▸ WORK TO BE COMPLETED
Return every line of the data below that includes the string "wall".
===
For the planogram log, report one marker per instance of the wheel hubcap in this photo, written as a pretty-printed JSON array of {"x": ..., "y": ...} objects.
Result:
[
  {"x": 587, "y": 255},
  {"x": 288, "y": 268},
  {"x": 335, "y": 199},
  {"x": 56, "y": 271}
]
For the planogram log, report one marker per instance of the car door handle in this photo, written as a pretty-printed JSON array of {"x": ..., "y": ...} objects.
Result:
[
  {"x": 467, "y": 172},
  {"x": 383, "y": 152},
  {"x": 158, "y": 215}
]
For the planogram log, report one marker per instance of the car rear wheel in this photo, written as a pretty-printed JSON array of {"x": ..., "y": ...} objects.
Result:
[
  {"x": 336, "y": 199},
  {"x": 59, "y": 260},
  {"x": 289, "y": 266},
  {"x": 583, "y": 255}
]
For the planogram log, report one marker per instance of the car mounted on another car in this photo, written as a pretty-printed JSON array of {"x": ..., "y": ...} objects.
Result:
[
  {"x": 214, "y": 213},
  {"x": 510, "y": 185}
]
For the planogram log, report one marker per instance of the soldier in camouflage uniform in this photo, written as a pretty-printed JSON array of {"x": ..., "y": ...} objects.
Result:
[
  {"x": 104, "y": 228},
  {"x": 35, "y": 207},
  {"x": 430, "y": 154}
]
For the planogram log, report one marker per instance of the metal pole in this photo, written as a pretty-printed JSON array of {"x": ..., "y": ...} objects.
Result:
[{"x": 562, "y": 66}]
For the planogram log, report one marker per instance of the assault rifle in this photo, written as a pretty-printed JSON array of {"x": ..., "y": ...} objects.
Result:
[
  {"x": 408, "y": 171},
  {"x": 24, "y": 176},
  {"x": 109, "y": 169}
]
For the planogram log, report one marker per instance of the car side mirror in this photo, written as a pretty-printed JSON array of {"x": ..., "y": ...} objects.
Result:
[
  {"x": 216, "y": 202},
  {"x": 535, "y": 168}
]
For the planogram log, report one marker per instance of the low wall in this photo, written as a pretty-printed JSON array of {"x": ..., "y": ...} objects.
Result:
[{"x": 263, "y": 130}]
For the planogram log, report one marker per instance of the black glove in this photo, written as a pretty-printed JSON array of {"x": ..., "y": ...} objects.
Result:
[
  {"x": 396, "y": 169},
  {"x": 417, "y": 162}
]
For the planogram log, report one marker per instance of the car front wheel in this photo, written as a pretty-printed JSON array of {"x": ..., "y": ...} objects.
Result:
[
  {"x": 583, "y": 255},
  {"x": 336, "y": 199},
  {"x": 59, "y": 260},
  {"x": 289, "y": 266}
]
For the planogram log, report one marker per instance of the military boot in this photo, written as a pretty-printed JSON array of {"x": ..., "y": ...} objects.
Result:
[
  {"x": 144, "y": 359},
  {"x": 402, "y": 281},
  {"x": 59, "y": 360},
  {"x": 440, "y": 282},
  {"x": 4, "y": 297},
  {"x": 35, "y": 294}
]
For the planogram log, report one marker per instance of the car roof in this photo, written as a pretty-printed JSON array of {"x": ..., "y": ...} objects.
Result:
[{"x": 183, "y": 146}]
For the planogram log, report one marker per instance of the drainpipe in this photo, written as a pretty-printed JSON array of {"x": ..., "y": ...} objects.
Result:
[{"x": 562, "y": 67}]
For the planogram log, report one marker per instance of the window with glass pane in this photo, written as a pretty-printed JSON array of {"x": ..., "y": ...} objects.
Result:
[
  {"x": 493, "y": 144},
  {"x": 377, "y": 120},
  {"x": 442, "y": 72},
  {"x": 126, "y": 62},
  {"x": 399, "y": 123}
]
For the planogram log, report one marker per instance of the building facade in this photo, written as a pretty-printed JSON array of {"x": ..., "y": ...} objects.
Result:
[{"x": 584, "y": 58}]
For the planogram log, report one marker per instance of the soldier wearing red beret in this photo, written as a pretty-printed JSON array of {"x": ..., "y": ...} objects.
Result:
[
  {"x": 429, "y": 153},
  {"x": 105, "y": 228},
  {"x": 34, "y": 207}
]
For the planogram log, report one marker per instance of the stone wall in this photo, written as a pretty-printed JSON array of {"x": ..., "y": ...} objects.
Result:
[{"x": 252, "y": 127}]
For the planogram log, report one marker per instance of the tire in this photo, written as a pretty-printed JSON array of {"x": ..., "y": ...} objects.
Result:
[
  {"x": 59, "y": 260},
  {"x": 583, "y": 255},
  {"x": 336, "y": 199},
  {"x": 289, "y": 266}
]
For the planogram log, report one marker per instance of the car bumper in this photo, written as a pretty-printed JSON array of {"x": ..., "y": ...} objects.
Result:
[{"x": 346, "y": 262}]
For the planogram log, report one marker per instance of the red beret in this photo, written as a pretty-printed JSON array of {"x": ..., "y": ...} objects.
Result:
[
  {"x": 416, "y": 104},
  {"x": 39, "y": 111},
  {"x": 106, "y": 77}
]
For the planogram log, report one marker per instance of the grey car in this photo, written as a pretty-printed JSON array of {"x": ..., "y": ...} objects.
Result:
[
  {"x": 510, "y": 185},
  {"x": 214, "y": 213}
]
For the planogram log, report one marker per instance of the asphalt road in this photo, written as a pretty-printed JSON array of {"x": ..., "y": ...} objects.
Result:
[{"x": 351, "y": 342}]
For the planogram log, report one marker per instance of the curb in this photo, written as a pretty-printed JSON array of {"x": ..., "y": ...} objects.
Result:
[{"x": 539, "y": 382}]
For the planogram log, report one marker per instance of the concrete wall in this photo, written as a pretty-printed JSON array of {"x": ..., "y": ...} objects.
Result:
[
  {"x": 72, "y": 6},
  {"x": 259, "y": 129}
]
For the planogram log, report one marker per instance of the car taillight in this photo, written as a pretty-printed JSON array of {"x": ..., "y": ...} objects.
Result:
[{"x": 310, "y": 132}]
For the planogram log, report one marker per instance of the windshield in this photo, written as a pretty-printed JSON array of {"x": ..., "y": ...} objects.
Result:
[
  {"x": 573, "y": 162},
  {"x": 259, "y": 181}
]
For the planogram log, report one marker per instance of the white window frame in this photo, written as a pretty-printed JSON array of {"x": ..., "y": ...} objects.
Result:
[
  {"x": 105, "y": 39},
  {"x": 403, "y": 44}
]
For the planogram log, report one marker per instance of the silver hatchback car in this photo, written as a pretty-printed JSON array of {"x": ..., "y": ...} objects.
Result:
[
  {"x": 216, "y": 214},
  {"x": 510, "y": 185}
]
===
▸ SOLUTION FOR THIS PROBLEM
For the planogram log, report one marker per instance of the low wall in this photo, written as a pretty-printed JSON array of {"x": ..., "y": ...} objects.
For the planogram log, report one marker per instance of the stone wall in this photo, written as a pretty-printed JSON array of {"x": ..., "y": ...} objects.
For the planogram log, report one marker per instance of the concrete wall in this photo, written as a pretty-printed JSON array of {"x": ..., "y": ...} objects.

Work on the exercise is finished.